PROVIDED ENTRIES:
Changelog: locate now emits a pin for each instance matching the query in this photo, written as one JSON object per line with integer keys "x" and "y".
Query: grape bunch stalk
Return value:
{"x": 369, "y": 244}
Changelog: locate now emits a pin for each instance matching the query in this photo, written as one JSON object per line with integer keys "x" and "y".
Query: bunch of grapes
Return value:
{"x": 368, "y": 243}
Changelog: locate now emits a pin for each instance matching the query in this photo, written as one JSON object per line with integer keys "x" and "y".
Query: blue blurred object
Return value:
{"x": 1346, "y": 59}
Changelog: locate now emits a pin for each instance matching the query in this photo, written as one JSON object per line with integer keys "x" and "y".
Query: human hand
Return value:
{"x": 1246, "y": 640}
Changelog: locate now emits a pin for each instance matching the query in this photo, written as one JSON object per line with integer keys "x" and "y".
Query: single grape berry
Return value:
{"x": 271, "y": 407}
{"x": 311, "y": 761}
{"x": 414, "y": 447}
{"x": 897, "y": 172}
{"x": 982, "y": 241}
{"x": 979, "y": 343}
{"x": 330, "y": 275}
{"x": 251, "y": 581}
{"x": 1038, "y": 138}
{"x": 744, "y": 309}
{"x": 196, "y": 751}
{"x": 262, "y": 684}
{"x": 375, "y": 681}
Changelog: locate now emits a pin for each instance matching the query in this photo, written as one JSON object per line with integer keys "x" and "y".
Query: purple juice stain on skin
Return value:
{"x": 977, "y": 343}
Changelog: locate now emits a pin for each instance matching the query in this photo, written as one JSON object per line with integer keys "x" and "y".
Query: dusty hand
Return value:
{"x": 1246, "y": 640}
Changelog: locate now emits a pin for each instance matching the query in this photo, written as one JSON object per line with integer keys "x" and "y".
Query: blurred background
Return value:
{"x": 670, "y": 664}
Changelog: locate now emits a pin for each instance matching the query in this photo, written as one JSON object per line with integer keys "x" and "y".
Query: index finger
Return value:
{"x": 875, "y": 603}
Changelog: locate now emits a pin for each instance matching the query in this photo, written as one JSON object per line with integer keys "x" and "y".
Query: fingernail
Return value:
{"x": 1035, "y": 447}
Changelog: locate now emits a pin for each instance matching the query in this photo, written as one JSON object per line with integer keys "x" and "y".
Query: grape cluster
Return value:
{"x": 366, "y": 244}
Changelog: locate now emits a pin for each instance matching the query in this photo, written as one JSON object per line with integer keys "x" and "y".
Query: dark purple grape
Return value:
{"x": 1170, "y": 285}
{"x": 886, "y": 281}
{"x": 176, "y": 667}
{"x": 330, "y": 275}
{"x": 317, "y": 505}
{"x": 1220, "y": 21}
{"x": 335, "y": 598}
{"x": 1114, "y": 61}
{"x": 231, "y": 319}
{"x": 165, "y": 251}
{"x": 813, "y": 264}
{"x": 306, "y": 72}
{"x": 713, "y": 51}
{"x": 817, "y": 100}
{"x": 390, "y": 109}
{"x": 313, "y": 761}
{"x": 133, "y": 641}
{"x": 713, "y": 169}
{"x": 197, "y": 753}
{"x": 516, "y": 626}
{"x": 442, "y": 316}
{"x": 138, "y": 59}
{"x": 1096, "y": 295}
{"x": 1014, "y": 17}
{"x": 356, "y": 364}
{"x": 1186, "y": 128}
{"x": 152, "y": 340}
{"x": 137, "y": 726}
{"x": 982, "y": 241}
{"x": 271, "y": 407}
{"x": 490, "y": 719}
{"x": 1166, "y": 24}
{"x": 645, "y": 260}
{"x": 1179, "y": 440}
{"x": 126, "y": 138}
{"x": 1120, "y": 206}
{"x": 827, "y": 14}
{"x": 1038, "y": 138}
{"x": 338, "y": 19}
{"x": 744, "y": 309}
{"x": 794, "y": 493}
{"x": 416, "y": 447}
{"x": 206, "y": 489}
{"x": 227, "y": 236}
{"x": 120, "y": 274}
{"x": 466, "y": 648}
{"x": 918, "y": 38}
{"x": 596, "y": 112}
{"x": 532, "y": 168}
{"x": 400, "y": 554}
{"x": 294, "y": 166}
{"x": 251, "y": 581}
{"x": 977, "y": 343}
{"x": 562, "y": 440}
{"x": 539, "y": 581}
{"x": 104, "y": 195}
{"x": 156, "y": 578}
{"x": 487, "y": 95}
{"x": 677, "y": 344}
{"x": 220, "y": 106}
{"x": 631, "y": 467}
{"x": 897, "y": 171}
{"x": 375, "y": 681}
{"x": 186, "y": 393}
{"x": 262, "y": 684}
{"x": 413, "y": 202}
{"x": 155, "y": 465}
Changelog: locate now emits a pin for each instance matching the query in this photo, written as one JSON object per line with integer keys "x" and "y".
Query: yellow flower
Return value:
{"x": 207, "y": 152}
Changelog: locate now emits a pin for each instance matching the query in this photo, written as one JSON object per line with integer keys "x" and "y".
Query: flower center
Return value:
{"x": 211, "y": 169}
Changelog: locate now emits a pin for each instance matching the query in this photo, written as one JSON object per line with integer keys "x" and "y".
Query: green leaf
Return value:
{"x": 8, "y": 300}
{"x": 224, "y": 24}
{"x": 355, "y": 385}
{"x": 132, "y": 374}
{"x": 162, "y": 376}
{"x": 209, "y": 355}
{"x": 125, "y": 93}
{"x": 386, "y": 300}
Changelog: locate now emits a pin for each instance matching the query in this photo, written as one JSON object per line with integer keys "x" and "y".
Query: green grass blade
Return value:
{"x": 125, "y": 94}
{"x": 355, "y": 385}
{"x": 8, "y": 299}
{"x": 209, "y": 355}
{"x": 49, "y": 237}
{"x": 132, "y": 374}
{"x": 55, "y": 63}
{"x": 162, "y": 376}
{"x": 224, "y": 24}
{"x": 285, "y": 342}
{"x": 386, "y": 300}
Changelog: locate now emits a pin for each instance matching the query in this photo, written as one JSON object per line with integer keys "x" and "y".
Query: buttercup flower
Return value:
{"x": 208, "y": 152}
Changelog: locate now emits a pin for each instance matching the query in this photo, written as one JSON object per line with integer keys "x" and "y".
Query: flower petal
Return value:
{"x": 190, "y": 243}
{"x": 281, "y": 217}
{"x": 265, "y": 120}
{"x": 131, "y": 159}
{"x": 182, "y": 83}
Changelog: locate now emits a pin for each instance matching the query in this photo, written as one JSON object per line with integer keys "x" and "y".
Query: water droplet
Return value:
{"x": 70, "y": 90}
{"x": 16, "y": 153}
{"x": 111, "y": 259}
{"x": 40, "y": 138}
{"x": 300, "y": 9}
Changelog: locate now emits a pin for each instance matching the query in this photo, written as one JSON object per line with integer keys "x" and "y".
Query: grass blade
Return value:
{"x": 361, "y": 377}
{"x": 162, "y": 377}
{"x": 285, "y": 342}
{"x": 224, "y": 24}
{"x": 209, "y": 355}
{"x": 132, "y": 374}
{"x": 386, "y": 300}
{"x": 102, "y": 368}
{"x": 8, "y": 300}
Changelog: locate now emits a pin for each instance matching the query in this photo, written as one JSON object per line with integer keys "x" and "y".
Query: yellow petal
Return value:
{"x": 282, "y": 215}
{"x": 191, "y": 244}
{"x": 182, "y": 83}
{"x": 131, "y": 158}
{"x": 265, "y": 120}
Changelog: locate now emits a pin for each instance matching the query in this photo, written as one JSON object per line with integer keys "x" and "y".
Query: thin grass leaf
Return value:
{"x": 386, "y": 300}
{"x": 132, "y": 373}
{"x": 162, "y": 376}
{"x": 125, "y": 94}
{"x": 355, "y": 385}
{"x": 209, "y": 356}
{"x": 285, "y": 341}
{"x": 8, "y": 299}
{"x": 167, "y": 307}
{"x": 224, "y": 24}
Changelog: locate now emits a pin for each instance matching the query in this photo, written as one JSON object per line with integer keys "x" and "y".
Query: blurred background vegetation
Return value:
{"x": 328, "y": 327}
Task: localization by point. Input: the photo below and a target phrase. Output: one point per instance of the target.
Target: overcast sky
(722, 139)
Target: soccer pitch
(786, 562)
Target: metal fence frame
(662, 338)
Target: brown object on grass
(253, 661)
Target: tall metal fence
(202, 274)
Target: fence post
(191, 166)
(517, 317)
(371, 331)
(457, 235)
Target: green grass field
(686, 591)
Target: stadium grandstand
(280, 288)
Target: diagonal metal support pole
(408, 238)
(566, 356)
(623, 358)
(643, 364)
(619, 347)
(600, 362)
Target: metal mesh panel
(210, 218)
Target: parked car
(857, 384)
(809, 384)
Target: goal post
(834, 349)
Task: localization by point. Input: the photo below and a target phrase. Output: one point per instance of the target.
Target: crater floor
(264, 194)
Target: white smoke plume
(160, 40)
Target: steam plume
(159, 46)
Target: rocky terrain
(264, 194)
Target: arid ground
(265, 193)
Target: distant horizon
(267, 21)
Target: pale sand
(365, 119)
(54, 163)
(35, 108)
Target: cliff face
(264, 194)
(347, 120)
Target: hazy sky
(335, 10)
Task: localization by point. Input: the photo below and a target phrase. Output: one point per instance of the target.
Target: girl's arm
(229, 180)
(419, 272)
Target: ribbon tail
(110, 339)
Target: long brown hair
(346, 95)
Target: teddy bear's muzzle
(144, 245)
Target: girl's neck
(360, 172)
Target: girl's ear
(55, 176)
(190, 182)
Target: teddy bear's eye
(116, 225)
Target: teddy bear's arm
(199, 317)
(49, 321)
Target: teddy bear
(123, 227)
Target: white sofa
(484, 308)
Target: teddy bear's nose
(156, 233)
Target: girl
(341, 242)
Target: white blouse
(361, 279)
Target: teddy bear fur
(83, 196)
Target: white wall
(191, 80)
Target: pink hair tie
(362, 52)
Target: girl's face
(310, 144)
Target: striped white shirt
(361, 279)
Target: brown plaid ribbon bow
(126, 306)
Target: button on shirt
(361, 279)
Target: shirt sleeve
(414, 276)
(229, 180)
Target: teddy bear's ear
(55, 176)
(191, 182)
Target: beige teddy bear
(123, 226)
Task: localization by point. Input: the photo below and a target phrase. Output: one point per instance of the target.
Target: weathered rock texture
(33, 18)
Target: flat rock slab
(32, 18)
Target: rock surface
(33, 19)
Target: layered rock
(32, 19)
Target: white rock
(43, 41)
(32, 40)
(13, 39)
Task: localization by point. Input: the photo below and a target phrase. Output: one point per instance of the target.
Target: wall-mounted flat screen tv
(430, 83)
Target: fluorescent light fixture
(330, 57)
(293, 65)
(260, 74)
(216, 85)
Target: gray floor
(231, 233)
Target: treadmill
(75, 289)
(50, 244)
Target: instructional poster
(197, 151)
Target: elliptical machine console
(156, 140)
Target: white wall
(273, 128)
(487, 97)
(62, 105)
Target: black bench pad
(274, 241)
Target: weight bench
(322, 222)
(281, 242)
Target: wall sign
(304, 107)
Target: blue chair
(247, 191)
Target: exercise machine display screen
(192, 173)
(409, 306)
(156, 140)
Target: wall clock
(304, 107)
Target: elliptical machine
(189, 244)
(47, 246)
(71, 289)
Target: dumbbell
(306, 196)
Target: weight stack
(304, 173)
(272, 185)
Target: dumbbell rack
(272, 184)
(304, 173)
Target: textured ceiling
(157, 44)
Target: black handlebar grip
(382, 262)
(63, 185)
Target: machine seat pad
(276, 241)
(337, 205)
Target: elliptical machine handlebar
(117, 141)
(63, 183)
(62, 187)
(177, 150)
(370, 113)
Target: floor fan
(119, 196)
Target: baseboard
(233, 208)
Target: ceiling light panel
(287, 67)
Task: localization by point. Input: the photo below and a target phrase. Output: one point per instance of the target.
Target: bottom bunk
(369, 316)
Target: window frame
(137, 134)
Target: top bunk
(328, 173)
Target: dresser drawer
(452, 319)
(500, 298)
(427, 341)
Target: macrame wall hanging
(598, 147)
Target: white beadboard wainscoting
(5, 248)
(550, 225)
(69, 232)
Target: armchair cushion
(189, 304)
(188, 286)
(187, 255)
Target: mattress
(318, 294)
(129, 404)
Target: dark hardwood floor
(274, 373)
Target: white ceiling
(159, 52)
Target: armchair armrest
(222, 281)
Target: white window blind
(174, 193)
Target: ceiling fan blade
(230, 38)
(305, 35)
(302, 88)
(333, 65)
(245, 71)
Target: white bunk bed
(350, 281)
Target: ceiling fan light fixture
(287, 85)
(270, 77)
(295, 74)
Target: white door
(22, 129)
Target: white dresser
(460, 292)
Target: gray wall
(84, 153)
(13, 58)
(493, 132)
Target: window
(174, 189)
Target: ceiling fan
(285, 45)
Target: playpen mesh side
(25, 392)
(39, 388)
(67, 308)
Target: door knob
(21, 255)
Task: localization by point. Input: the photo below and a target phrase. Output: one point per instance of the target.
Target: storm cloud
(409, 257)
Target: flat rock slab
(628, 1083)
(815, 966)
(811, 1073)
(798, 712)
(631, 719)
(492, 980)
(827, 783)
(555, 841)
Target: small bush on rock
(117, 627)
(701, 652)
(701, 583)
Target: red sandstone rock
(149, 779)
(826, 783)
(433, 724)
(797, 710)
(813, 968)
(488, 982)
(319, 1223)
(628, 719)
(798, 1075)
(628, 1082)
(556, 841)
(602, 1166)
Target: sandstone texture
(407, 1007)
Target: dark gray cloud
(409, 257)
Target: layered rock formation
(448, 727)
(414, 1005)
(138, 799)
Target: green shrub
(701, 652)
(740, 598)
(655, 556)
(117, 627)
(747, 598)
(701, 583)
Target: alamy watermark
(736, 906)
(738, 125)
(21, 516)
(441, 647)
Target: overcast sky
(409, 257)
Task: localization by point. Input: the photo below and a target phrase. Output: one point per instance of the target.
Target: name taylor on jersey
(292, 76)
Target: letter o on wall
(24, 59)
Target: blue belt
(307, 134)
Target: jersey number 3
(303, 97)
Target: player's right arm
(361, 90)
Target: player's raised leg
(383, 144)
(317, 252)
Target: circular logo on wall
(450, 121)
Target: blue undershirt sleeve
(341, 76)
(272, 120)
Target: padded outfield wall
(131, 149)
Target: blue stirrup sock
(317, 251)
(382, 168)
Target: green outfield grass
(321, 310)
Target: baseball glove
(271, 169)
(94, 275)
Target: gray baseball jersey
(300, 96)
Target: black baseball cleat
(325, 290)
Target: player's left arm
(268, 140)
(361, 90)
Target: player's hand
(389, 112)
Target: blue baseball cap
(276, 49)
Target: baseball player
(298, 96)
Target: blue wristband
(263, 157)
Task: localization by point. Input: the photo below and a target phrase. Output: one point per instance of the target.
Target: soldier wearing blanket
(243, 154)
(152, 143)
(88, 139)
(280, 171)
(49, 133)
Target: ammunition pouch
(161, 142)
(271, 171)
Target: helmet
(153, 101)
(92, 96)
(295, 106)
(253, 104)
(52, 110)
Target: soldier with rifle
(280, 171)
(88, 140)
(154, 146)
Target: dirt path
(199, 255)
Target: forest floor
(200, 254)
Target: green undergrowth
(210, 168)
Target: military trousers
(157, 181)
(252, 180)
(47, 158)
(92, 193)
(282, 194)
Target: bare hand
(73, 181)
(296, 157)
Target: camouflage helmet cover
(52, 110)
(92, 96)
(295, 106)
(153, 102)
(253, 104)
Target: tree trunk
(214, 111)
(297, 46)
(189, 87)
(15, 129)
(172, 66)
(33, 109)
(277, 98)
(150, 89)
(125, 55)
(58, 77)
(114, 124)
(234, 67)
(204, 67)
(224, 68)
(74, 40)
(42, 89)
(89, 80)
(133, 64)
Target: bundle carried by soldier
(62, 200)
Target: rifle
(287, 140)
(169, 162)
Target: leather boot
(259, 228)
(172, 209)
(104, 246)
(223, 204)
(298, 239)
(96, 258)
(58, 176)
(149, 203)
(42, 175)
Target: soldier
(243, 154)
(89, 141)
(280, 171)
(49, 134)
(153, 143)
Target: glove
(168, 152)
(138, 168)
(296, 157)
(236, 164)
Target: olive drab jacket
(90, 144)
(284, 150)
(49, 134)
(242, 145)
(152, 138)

TRY IT: Could you copy exactly the line containing "Target: bundle carried by soldier" and each line after it through the end of the records, and nothing else?

ANSWER SPACE:
Target: bundle carried by soldier
(62, 200)
Target: rifle
(287, 140)
(169, 162)
Target: leather boot
(259, 228)
(172, 209)
(104, 246)
(223, 204)
(298, 239)
(96, 258)
(58, 176)
(149, 203)
(42, 175)
Target: soldier
(243, 154)
(89, 141)
(280, 171)
(49, 134)
(153, 143)
Target: glove
(168, 152)
(138, 168)
(296, 157)
(236, 164)
Target: olive drab jacket
(90, 144)
(284, 150)
(49, 134)
(242, 145)
(152, 138)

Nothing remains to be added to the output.